## REQUIRED TASK
Pull out every line of the items below that contains the word "sample", and copy each one unchanged.
---------- RECORDS PROVIDED ----------
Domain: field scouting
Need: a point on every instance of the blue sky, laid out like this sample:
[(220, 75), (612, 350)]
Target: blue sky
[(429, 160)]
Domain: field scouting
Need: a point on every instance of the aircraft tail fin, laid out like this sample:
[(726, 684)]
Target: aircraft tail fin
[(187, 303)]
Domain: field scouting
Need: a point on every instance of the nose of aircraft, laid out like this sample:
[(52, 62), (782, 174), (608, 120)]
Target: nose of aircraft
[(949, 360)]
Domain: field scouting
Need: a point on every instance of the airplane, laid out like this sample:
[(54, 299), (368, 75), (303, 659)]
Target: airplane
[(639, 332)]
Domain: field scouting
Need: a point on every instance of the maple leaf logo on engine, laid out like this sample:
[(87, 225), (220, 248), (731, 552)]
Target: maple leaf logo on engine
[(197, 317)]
----------
## PROBLEM SOLUTION
Need: a point on every instance of the blue sky, laid out like this sample:
Need: a point on every instance of the aircraft tail fin, laid out like this sample:
Need: a point on every instance of the nose of aircraft, laid out like this sample:
Need: a point on every instance of the airplane, laid out like this sample:
Need: a point on every instance of the maple leaf logo on engine, laid out like this sample:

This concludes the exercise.